Rewrite the items below that begin with the line containing "Report the location of each instance of the white face" and end with the line containing "x=475, y=619", both lines included, and give only that part. Scale every answer coordinate by 2.15 and round to the nearest whole number, with halves rounding up. Leave the requests and their format samples unchanged.

── Supplied entries ──

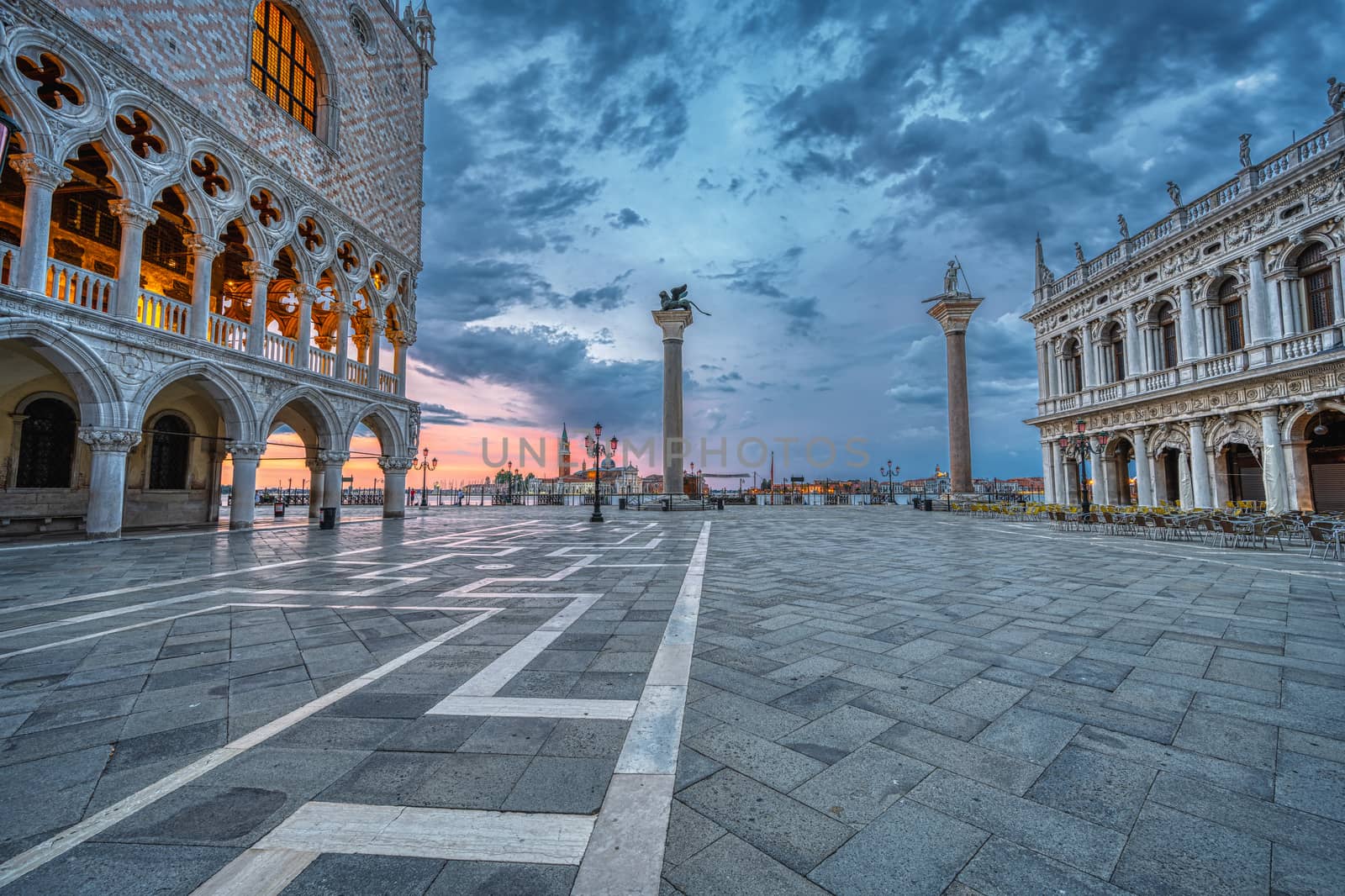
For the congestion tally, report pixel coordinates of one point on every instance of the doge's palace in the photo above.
(208, 230)
(1210, 345)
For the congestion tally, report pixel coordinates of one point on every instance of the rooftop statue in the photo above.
(678, 302)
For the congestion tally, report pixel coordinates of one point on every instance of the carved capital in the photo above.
(114, 440)
(396, 465)
(245, 450)
(259, 271)
(205, 248)
(35, 170)
(132, 214)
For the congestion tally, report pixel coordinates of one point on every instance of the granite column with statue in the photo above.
(952, 309)
(672, 323)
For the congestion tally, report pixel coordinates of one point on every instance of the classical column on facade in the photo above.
(343, 314)
(1258, 302)
(334, 465)
(954, 313)
(1102, 474)
(394, 486)
(108, 448)
(1143, 470)
(672, 324)
(307, 295)
(260, 275)
(1134, 347)
(134, 219)
(203, 250)
(40, 178)
(1089, 351)
(1201, 492)
(1189, 326)
(245, 456)
(1048, 474)
(315, 486)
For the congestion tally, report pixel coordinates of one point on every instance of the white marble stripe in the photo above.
(535, 708)
(488, 681)
(259, 872)
(228, 573)
(464, 835)
(101, 821)
(625, 851)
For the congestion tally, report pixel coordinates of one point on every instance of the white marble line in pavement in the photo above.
(625, 855)
(464, 835)
(217, 609)
(252, 569)
(101, 821)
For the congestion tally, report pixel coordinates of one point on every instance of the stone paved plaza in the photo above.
(491, 701)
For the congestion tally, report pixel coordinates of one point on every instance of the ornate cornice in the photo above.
(113, 440)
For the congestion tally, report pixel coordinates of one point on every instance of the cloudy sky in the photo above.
(809, 168)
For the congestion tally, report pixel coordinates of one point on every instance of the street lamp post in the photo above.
(891, 472)
(424, 463)
(1082, 448)
(593, 447)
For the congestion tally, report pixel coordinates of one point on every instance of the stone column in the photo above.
(203, 250)
(394, 486)
(1199, 466)
(40, 178)
(1134, 347)
(261, 275)
(1258, 303)
(672, 324)
(1143, 470)
(343, 311)
(245, 456)
(315, 488)
(954, 314)
(334, 461)
(134, 219)
(107, 478)
(1190, 329)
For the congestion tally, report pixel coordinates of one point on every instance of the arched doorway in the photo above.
(1325, 434)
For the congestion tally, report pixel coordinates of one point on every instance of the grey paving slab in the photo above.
(908, 849)
(1172, 853)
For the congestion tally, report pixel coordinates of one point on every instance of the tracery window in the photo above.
(282, 65)
(46, 444)
(1317, 282)
(168, 452)
(1232, 306)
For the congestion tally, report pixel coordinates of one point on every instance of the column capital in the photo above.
(672, 323)
(396, 465)
(245, 450)
(132, 214)
(109, 439)
(35, 170)
(202, 246)
(260, 271)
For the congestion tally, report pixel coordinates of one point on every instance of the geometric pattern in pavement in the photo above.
(880, 701)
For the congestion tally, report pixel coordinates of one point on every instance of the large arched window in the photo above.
(1317, 282)
(46, 444)
(284, 65)
(168, 452)
(1167, 338)
(1231, 307)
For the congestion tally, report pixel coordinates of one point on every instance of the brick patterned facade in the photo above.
(199, 49)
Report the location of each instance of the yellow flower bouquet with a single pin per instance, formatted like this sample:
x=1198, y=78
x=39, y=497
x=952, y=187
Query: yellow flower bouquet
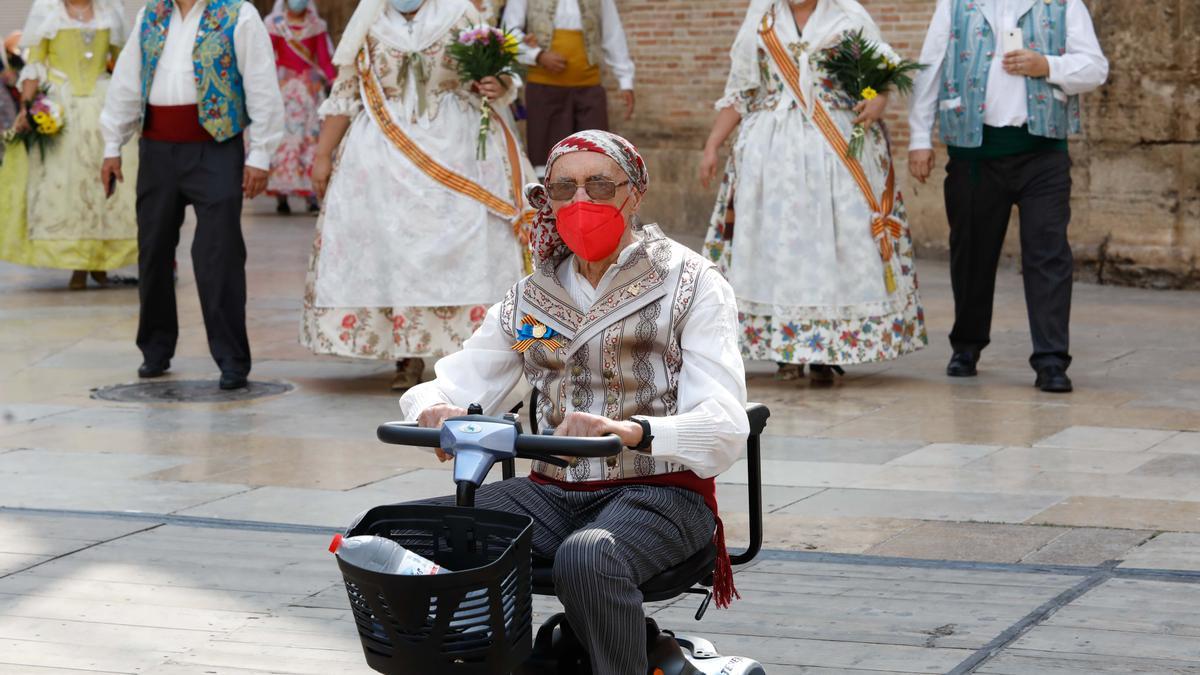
x=864, y=70
x=485, y=52
x=46, y=123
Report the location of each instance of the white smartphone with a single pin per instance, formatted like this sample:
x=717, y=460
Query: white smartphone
x=1012, y=41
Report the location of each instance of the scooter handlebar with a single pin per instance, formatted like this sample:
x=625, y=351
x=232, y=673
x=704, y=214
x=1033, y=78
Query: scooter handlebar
x=569, y=446
x=527, y=444
x=408, y=434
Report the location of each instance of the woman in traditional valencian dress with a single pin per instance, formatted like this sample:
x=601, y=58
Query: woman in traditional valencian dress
x=823, y=274
x=304, y=60
x=417, y=237
x=53, y=210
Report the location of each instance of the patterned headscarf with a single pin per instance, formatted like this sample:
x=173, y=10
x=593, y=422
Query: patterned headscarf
x=277, y=22
x=544, y=238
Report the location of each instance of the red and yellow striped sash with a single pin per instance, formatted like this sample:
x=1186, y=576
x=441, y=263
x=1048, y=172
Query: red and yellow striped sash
x=883, y=226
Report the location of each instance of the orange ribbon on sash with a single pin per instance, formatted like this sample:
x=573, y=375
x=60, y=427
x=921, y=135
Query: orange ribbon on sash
x=376, y=103
x=885, y=227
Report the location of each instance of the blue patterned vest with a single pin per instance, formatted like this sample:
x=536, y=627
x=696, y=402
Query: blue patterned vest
x=961, y=97
x=219, y=90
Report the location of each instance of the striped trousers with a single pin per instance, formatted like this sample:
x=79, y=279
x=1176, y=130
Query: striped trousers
x=605, y=544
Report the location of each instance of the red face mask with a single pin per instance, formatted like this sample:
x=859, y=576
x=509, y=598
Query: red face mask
x=591, y=231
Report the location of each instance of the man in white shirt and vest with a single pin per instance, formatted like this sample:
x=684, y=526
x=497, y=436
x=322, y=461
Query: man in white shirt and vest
x=563, y=90
x=1003, y=81
x=621, y=333
x=193, y=77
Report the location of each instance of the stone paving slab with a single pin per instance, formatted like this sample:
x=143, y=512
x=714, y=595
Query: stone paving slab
x=925, y=506
x=1125, y=513
x=1090, y=547
x=179, y=598
x=967, y=541
x=1169, y=550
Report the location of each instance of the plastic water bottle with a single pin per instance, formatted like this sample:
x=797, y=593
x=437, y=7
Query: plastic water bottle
x=381, y=554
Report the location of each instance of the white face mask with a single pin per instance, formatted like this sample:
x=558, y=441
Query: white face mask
x=406, y=6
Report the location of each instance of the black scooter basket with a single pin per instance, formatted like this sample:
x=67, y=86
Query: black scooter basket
x=475, y=619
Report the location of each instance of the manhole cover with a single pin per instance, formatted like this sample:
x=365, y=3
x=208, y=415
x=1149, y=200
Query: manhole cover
x=186, y=392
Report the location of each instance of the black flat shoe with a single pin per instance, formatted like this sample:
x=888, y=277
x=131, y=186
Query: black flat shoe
x=1053, y=378
x=961, y=365
x=233, y=381
x=153, y=369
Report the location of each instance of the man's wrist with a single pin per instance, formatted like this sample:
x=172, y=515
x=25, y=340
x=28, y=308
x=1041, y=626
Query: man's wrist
x=639, y=434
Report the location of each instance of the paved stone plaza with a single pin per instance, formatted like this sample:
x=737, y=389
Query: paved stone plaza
x=916, y=524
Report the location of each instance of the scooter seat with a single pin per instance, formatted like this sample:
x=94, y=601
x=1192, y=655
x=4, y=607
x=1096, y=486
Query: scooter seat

───

## The answer
Report the location of each instance of the white face mask with a single pin per instance, formatted like this sample:
x=558, y=441
Query: white face mask
x=873, y=13
Report the location of each instance of the black scooter basket with a single pin per instance, formatted like this sample:
x=67, y=86
Query: black scooter basket
x=1021, y=1331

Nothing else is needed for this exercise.